▶ **Stored data**

# # # # #

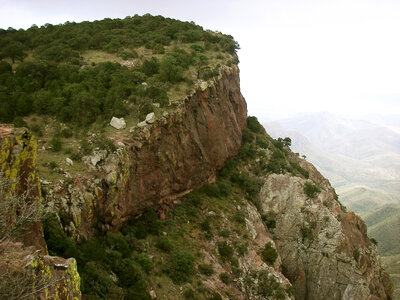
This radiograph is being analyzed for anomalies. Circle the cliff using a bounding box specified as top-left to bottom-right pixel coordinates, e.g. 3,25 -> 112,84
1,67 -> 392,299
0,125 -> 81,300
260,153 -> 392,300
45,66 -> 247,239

# # # # #

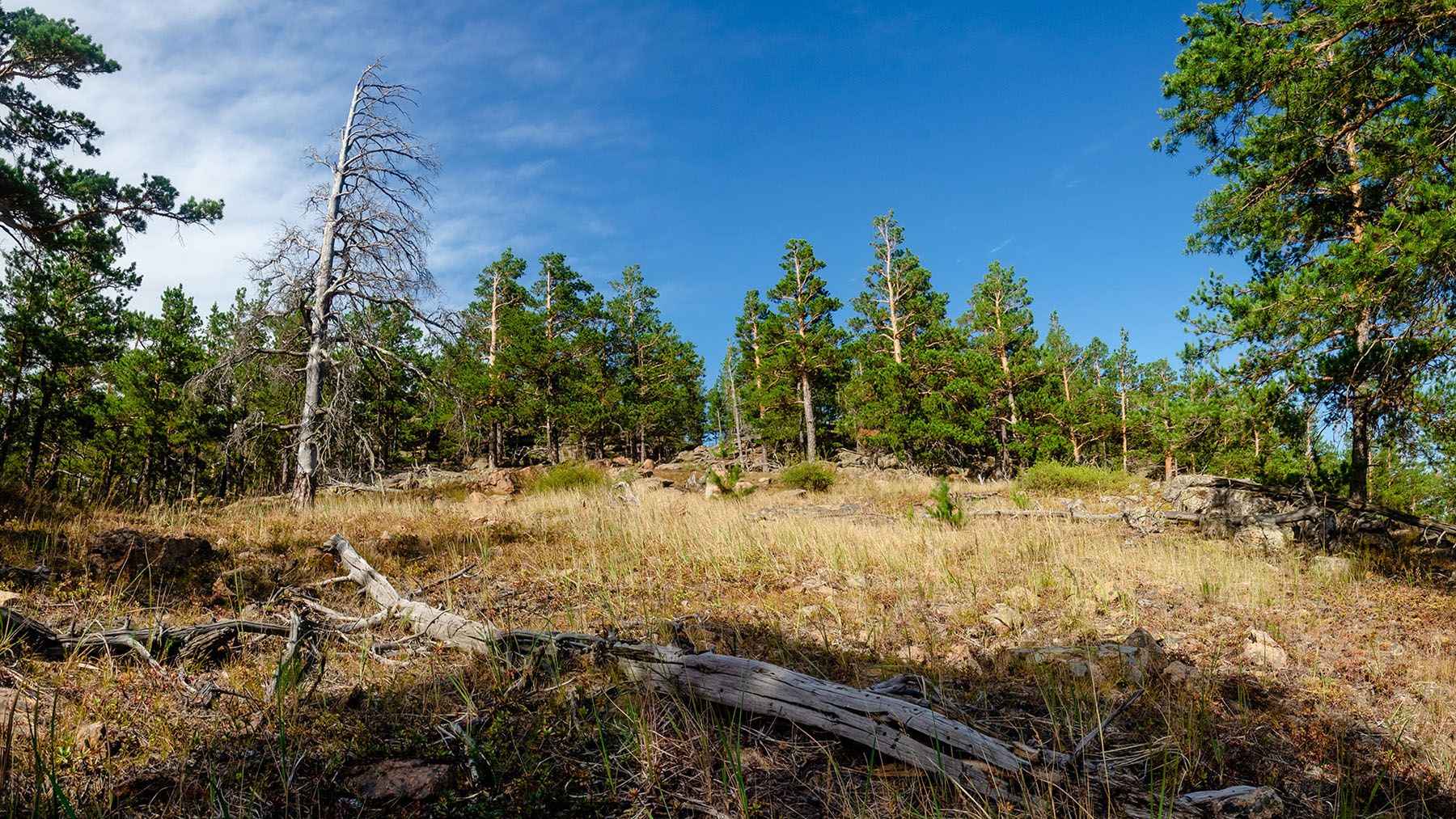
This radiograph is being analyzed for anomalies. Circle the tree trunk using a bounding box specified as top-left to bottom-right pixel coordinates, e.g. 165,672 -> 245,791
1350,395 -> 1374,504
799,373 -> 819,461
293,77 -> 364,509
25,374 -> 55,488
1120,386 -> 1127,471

# # # # #

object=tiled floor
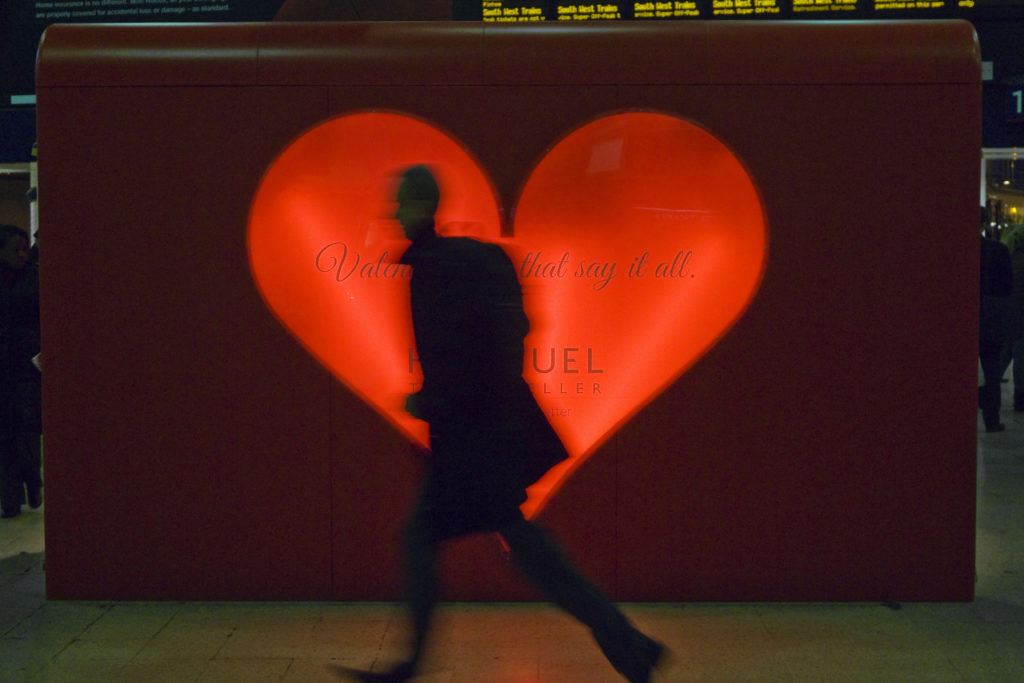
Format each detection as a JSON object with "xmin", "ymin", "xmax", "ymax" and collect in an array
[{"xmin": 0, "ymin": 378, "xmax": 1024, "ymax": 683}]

# # # # #

▶ **Exercise goal**
List every line of the material above that contains the word "Circle". Case counts.

▶ **Solution to this task**
This radiograph is being analyzed for anomalies. Circle the cliff using a bounding box specified as top-left to bottom-right pixel coordinates, e.g. 3,25 -> 112,84
This radiograph is being analyzed for anomalies. Circle the tree trunk using a bounding box specified as top-left to bottom-right pixel coordinates, e.g. 165,672 -> 245,791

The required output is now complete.